#### Exercise a
According to the section on 64-bit computing, which Mac OS X version was the first Apple operating system to support 64-bit user virtual address spaces on 64-bit hardware?
— begin Article —
Section 8.18. 64-bit Computing

8.18. 64-bit Computing

When introduced in 1991, the MIPS R4000 was the world's first 64-bit processor. The term 64-bit meant several things when applied to the R4000, for example:

A 64-bit virtual address space (although the maximum user process size was limited to 40 bits on the R4000)
A 64-bit system bus
The 64-bit general-purpose (integer) registers
A 64-bit ALU and a 64-bit on-chip FPU
A 64-bit natural mode of operation, with support for 32-bit operation with integer registers acting as 32-bit registers

A processor is informally considered a 64-bit processor if it has 64-bit general-purpose registers and can support 64-bit (or at least "much more" than 32-bit) virtual memory. Moreover, the operating system must explicitly make use of the processor's 64-bit capabilities for 64-bit computing to materialize.

The introduction and evolution of 64-bit computing with Mac OS X can be summarized as follows:

The G5 (PowerPC 970, specifically) was the first 64-bit processor to be used in a Macintosh computer.
Mac OS X 10.3 was the first Apple operating system to support more than 4GB of physical memory on 64-bit hardware. User virtual address spaces were still 32-bit-only.
Mac OS X 10.4 was the first Apple operating system to support 64-bit user virtual address spaces on 64-bit hardware.

How Many Bits?

The G4, which is a 32-bit processor, contains 64-bit and even 128-bit registers. We saw in Chapter 3 that the floating-point registers are 64 bits wide and the vector registers are 128 bits wide on both the G4 and the G5. What makes the G5 a 64-bit processor is that it has 64-bit general-purpose registers, and it can use 64-bit virtual addressing. A 64-bit-wide C data type such as a long long resides in a single register when the G5 is operating as a 64-bit processor; however, on the G4 (or the G5 operating as a 32-bit processor), a long long is split into two 32-bit quantities, occupying two registers. Consequently, integer math and logical operations require more instructions and more registers.

8.18.1. Reasons for 64-bit Computing

Often 64-bit computing is (incorrectly) understood to be invariably conducive to performance. Although in some cases this may be true, usually only programs with very specific needs benefit from 64-bit computing. Whether a program performs better just by virtue of being 64-bit depends on whether the processor performs better in its 64-bit mode, perhaps because its 64-bit instructions operate on more data at the same time. Another, more important reason for justifying 64-bit computing is the substantially larger address space it provides. Let us look at some of these reasons in the context of Mac OS X on the G5.

8.18.1.1. 32-bit Execution on 64-bit PowerPC

In general, 64-bit processors and operating systems allow simultaneous coexistence of 32-bit and 64-bit programs. However, architectures differ in how a 64-bit processor performs when in 32-bit mode. As we saw in Chapter 3, the PowerPC began life with a 64-bit architecture that had a 32-bit subset. When a 64-bit PowerPC implementation (such as the G5) operates in 32-bit computation mode, there is no great performance penalty as is the case with some other processor architectures. In particular, the following aspects are noteworthy about the 32-bit operation of a 64-bit PowerPC.
— end Article —
— begin Provided records —
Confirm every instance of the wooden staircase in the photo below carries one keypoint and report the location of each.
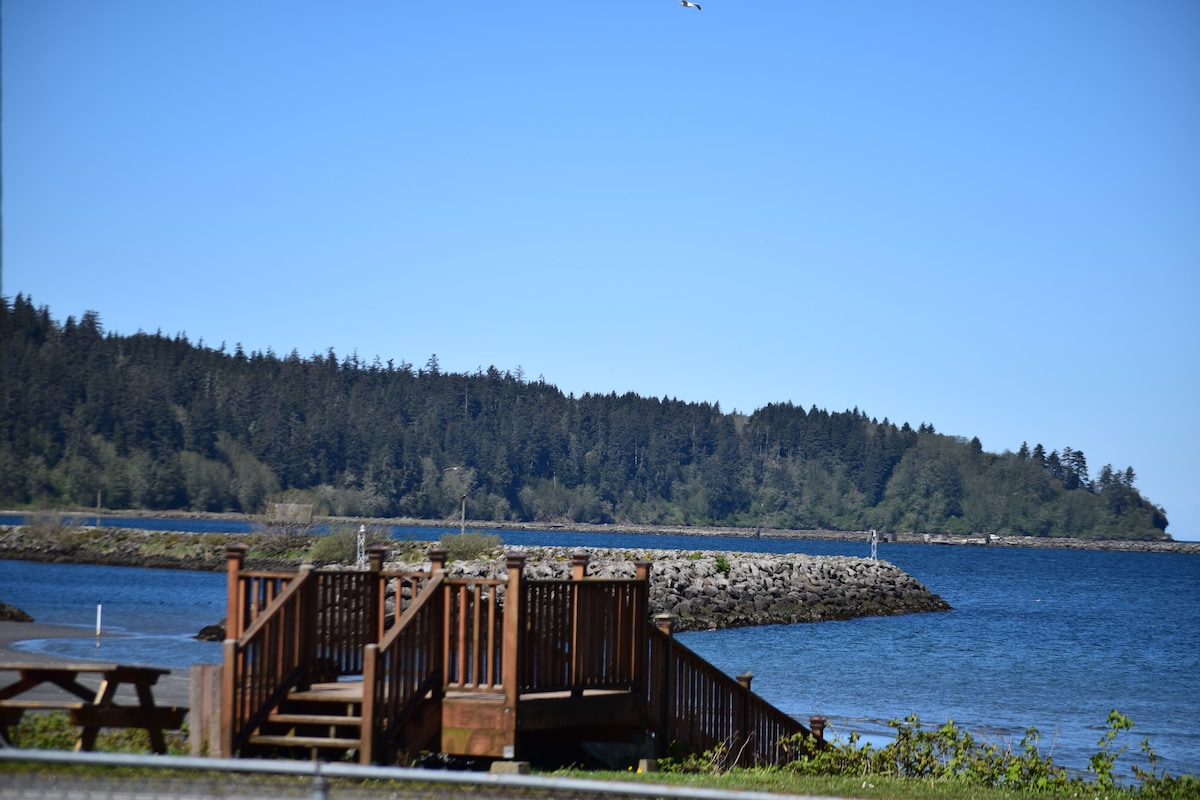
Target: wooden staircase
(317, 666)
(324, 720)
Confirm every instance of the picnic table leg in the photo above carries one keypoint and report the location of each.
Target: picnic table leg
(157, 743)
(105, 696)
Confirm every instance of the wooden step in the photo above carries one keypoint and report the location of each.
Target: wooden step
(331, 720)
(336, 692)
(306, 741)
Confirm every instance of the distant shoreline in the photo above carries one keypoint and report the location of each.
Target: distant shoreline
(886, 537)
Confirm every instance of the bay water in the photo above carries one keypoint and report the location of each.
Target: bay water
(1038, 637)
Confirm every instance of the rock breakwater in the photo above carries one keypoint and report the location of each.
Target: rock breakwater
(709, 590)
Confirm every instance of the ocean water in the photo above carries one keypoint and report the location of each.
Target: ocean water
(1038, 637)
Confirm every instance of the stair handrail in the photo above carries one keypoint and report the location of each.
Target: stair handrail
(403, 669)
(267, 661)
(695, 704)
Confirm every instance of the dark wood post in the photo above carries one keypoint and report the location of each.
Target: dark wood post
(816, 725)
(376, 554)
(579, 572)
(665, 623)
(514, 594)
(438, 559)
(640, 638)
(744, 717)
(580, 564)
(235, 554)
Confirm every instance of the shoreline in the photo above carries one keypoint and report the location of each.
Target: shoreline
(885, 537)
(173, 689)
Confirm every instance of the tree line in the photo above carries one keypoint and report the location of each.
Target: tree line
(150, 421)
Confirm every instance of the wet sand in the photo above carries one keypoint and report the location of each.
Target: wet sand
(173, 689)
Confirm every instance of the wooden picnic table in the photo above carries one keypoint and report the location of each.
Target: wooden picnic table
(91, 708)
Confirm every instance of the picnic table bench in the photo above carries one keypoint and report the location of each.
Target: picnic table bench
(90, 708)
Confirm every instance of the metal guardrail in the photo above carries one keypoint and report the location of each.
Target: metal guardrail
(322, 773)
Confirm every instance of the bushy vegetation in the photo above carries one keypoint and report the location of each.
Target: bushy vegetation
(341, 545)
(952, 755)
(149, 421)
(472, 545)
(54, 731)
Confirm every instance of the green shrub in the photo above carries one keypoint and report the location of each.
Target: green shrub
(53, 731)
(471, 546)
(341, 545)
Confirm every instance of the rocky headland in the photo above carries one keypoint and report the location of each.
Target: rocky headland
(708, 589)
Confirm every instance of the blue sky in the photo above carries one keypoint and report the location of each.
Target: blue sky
— end Provided records —
#### Exercise b
Copy the lines of the listing exactly, starting with the line that contains "Confirm every instance of the rocky" and continuing through the end of the listing.

#### Task response a
Mac OS X 10.4

#### Task response b
Confirm every instance of the rocky headland in the photo above carries one keypoint and report the location of each.
Target: rocky headland
(708, 589)
Confirm every instance of the blue sky in the photo above carries one keypoint and report the location of each.
Target: blue sky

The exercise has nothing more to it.